**TEXTE SOURCE**
Sous couvert de mieux protéger les entreprises nationales contre l’espionnage industriel, le Parlement français est invité à renforcer considérablement le droit des entreprises à verrouiller toute information sur leurs activités [1]. Selon les dispositions votées par les députés, quiconque prendra connaissance ou divulguera une information protégée sera désormais puni – en complément des éventuels dommages et intérêts à verser au titre de sa responsabilité civile – d’une peine allant jusqu’à trois ans de prison et de 375 000 euros d’amende. Cette peine sera portée à 7 ans de prison et 750 000 euros d’amende si cette divulgation porte atteinte aux « intérêts stratégiques ». Une disposition dont ne manqueront pas de se réjouir des entreprises actives sur le secteur nucléaire, comme Areva ou EDF, ou les industriels de l’armement. La notion d’information protégée est définie de manière extrêmement large : les entreprises auront en fait liberté quasi totale de décider quelles sont les informations qu’elles considèrent comme « stratégiques ».
Le faible contrôle démocratique sur les pouvoirs économiques est déjà patent, quel que soit le domaine considéré (fiscalité, lobbying et conflits d’intérêt, responsabilité juridique, application du droit du travail...). Les députés français ont pourtant choisi d’entraver encore davantage la capacité de contrôle et d’alerte des citoyens, des salariés et de la société civile. Déjà, la condamnation du média marseillais TourMag, au début de l’année 2014, pour avoir révélé un projet de plan social chez l’opérateur Tui [2] laissait présager d’un monde où les citoyens ne pourraient plus accéder qu’aux informations que les entreprises auront décidé de nous livrer.
Les socialistes convertis à « l’intelligence économique »
Le « secret des affaires » est l’un des chevaux de bataille des champions de « l’intelligence économique », une nébuleuse de chercheurs, d’acteurs économiques, de consultants et de fonctionnaires dont l’une des principales figures est l’ancien député UMP Bernard Carayon, chantre du patriotisme économique, auteur en 2003 d’un rapport parlementaire sur le sujet. Leurs arguments ont peu à peu pénétré les plus hautes sphères de l’État, jusqu’à la création en 2009 d’une Délégation interministérielle à l’intelligence économique. Celle-ci se revendique encore aujourd’hui de Bernard Carayon comme de l’un de ses pères fondateurs. Elle propose sur son site internet la définition suivante de l’intelligence économique : « L’intelligence économique (IE) est un mode de gouvernance fondé sur la maîtrise et l’exploitation de l’information stratégique pour créer de la valeur durable dans une organisation. Elle se décline en veille/anticipation, maîtrise des risques (sécurité économique) et action proactive sur l’environnement (influence). »
Malgré l’inclusion un peu forcée de l’adjectif « durable », on voit que toute considération relative à l’éthique, à l’intérêt général, aux droits ou à l’environnement est absente de cette vision du monde. Aucun moyen de distinguer entre le travail des journalistes et le lancement d’alerte d’un côté, et l’espionnage industriel de l’autre. C’est pourtant cette même vision du monde que l’on retrouve aujourd’hui portée par les députés socialistes et les hauts fonctionnaires. Publié en décembre dernier, le premier rapport annuel de la Délégation parlementaire au renseignement, présidée par le député socialiste Jean-Jacques Urvoas, accordait une large place au renseignement économique, reprenant les arguments ressassés depuis plus de dix ans par le lobby de l’intelligence économique.

**TRAVAIL DEMANDÉ**
Reportez mot pour mot le passage du texte sur le secret des affaires ci-dessus, en commençant par « Le faible contrôle » et en poursuivant jusqu'à « de nous livrer. ».

**CONTENU DES DONNÉES**
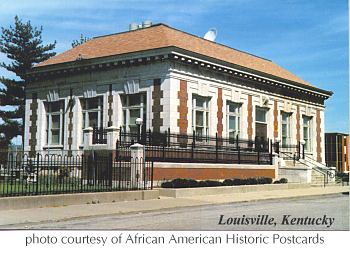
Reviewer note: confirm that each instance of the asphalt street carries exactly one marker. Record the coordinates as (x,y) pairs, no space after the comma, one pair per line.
(309,213)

**CORRIGÉ DÉTAILLÉ**
Le faible contrôle démocratique sur les pouvoirs économiques est déjà patent, quel que soit le domaine considéré (fiscalité, lobbying et conflits d’intérêt, responsabilité juridique, application du droit du travail...). Les députés français ont pourtant choisi d’entraver encore davantage la capacité de contrôle et d’alerte des citoyens, des salariés et de la société civile. Déjà, la condamnation du média marseillais TourMag, au début de l’année 2014, pour avoir révélé un projet de plan social chez l’opérateur Tui [2] laissait présager d’un monde où les citoyens ne pourraient plus accéder qu’aux informations que les entreprises auront décidé de nous livrer.